▶ **PROBLEM STATEMENT**:
In the zonal isolation device excerpt, what happens to the circumferential length of the scarf cuts as their angle decreases?

▶ **EXCERPT TO READ**:
This configuration may improve pumping efficiency as the zonal
isolation device 200 is pumped or run into the wellbore 120. In
certain embodiments, this configuration may reduce the chance of a
"preset," where the zonal isolation device 200 sets prior to
reaching the target location.
[0058] For example, in certain embodiments, one or more components
of the zonal isolation device 200 may include a pump-down ring. A
pump-down ring may, in certain embodiments, be a portion of a
component of the zonal isolation device 200 or the setting tool
adapter kit 160 with an increased outer diameter relative to at
least one other portion of the component. For example, as depicted
in FIG. 11, the sealing element 100 may include a pump-down ring
portion 103 having an increased outer diameter relative to the rest
of the sealing element 100. In certain embodiments, pump-down rings
may increase pump down efficiency for the zonal isolation device
200.
[0059] With reference to FIGS. 14 and 15 the anchoring assembly 215
may include a one-piece expandable collar 220 with one or more
scarf cuts 233 that allow the expandable collar 220 to radially
expand as it moves with respect to the wedge 180, the end element
170, or both. In such embodiments the expandable collar 220 may
include a generally annular body 230, an upper tapered surface 231
and a lower tapered surface 232. The upper tapered surface 231 may
be configured to engage with and receive the wedge 180, depicted
with a single frustoconical surface 182. The lower tapered surface
232 may, in certain embodiments, be configured to engage with and
receive the end element 170. One or more scarf cuts 233 may be
defined in the body 230 and extend at least partially between a
first end 234 and a second end 235 of the expandable collar 220. A
scarf cut 233 is generally a spiral or helically extending cut slot
in the body 230. In certain embodiments, a scarf cut 233 may extend
at least partially around the body 230 or around the circumference
of body 230 more than once. A scarf cut 233 may be created by a
variety of methods, including electrical discharge machining (EDM),
sawing, milling, turning, or by any other machining techniques that
result in the formation of a slit through the annular body 230.
Although depicted in FIGS. 14 and 15 as having one scarf cut 233,
the zonal isolation device may comprise two or more scarf cuts
233.
[0060] One or more scarf cuts 233 may extend between the first end
234 and second end 235 at an angle 236 relative to one of the first
end 234 and the second end 235 or any other suitable plane
extending normal to a longitudinal axis of the expandable collar
220. In the illustrated embodiment in FIGS. 14 and 15, the angle
236 of the one or more scarf cuts 233 is defined in the annular
body 230 relative to the first end 234. In some embodiments, the
angle 236 of the one or more scarf cuts 233 may be about
10.degree., about 15.degree., about 20.degree., about 40.degree.,
about 45.degree., or about 50.degree.. In some embodiments, the
angle 236 of the one or more scarf cuts 233 may range from about
0.degree. to about 45.degree.. In some embodiments, the angle 236
of the one or more scarf cuts 233 may range from about 5.degree. to
about 30.degree.. As the angle 236 of the one or more scarf cuts
233 decreases, a circumferential length of the one or more scarf
cuts 233 correspondingly increases. A greater circumferential
length of the one or more scarf cuts 233 may, in certain
embodiments, provide a larger expansion potential of the expandable
collar 220 without the expandable collar 220 completely separating
when viewed from an axial perspective.

▶ **Bounding-box records**:
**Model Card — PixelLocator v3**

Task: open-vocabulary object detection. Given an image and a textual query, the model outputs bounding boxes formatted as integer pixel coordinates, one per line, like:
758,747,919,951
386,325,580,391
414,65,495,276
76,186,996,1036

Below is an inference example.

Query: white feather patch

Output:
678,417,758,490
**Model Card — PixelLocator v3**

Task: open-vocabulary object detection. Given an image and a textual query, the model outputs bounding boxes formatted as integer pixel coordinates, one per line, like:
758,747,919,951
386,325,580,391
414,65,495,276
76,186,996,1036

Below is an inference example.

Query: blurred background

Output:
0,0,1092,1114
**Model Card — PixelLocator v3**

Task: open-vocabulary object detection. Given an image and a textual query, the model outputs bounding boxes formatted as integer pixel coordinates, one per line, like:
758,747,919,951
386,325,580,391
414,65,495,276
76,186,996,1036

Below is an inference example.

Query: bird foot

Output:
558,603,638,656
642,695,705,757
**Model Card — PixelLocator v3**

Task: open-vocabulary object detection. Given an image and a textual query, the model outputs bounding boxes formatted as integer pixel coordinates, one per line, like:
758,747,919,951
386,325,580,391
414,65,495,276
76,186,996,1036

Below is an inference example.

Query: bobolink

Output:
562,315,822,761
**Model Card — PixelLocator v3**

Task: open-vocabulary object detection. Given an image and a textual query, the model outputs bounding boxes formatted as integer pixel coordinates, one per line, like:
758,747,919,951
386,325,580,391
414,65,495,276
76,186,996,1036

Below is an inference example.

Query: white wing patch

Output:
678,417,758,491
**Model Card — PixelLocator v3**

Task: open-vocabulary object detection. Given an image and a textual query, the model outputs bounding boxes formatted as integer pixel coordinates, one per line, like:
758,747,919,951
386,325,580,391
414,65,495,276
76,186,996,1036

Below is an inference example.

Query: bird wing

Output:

▶ **TASK SOLUTION**:
It correspondingly increases.